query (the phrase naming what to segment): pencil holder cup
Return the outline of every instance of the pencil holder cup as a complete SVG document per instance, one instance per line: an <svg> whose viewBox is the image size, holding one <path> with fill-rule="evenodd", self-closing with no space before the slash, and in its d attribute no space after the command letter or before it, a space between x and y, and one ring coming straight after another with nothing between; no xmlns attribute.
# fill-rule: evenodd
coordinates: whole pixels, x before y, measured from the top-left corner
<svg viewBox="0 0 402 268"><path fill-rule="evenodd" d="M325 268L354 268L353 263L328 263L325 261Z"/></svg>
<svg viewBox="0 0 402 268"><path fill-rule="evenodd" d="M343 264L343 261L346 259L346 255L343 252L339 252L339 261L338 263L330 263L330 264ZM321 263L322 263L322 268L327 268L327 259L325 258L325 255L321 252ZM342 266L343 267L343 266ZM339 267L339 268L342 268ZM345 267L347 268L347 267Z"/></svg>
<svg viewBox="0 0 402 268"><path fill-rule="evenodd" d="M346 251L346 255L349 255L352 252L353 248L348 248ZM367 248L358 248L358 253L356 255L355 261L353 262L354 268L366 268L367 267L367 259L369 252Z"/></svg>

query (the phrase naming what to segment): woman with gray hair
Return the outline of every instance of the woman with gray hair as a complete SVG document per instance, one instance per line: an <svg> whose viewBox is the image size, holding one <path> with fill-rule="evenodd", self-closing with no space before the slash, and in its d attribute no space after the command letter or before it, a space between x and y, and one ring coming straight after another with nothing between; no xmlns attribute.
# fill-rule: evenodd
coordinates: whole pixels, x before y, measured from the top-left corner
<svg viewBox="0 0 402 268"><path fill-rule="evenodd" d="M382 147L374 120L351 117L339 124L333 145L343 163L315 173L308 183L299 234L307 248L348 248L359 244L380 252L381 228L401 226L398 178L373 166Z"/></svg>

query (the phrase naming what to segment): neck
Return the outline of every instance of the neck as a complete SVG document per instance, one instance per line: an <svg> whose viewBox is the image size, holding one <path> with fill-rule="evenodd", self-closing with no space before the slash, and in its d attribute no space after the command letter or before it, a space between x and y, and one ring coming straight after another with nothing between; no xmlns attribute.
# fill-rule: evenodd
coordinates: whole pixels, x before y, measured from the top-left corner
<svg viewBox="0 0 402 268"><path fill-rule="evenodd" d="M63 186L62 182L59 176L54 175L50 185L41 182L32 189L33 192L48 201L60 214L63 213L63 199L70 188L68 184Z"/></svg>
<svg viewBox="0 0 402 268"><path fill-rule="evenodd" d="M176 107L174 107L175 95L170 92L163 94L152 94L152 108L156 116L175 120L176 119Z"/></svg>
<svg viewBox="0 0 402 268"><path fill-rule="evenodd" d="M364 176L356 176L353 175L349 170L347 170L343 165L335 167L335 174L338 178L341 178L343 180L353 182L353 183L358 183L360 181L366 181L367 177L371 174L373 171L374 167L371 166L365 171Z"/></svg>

■ **TASK REQUIREMENTS**
Write every line of the material above again, exactly.

■ **RESPONSE BOX**
query (the phrase naming what to segment): pencil holder cup
Return the outline of every instance of the pencil holder cup as a complete SVG document per instance, one instance per line: an <svg> whose viewBox is the image size, holding one <path> with fill-rule="evenodd", self-closing with no space before the slash, and in its d attribute no space after the command letter or before it, a space between x and y, and one ring coming straight after another with nothing between; no xmlns attribute.
# fill-rule: evenodd
coordinates: whole pixels, x before y, measured from the top-left corner
<svg viewBox="0 0 402 268"><path fill-rule="evenodd" d="M325 268L354 268L353 263L328 263L325 261Z"/></svg>
<svg viewBox="0 0 402 268"><path fill-rule="evenodd" d="M343 264L343 261L346 259L346 255L343 252L339 252L339 261L338 263L330 263L330 264ZM321 263L322 263L322 268L327 268L327 259L325 258L325 255L321 252ZM342 266L343 267L343 266ZM339 267L339 268L342 268ZM345 267L347 268L347 267Z"/></svg>
<svg viewBox="0 0 402 268"><path fill-rule="evenodd" d="M346 251L346 255L349 255L352 252L353 248L348 248ZM367 248L358 248L358 253L356 255L355 261L353 262L354 268L366 268L367 267L367 259L369 252Z"/></svg>

query (the phrase naming what to segment): woman with gray hair
Return the outline of every instance of the woman with gray hair as a complete SVG document per instance, one instance per line: an <svg> whose viewBox is the image size, holding one <path> with fill-rule="evenodd", self-closing with no space before the slash, and in its d attribute no space after the command letter or before it, a space between x and y, and one ring coming straight after another with nothing between; no xmlns attribute.
# fill-rule: evenodd
coordinates: whole pixels, x before y, measured from the top-left corner
<svg viewBox="0 0 402 268"><path fill-rule="evenodd" d="M382 147L374 120L351 117L339 124L333 145L343 163L315 173L308 183L299 234L307 248L348 248L359 244L380 252L381 228L401 226L398 178L373 166Z"/></svg>

query (the phrase naming what to segment): neck
Return the outline of every instance of the neck as a complete SVG document per instance, one instance per line: an <svg> whose viewBox is the image size, holding one <path> with fill-rule="evenodd", self-closing with no space before the slash, and in its d attribute no space after the command letter or before it, a space between x and y, and one ring coming straight after another with nothing between; no xmlns attribute.
# fill-rule: evenodd
coordinates: whole pixels, x before y, measured from the top-left corner
<svg viewBox="0 0 402 268"><path fill-rule="evenodd" d="M63 186L62 182L59 176L54 175L50 185L41 182L32 189L33 192L48 201L60 214L63 213L63 199L70 188L68 184Z"/></svg>
<svg viewBox="0 0 402 268"><path fill-rule="evenodd" d="M176 107L174 107L175 95L170 92L163 94L152 94L152 108L156 116L175 120L176 119Z"/></svg>
<svg viewBox="0 0 402 268"><path fill-rule="evenodd" d="M364 176L356 176L353 175L349 170L347 170L343 165L335 167L335 174L338 178L341 178L343 180L353 182L353 183L358 183L360 181L366 181L367 177L371 174L373 171L374 167L371 166L365 171Z"/></svg>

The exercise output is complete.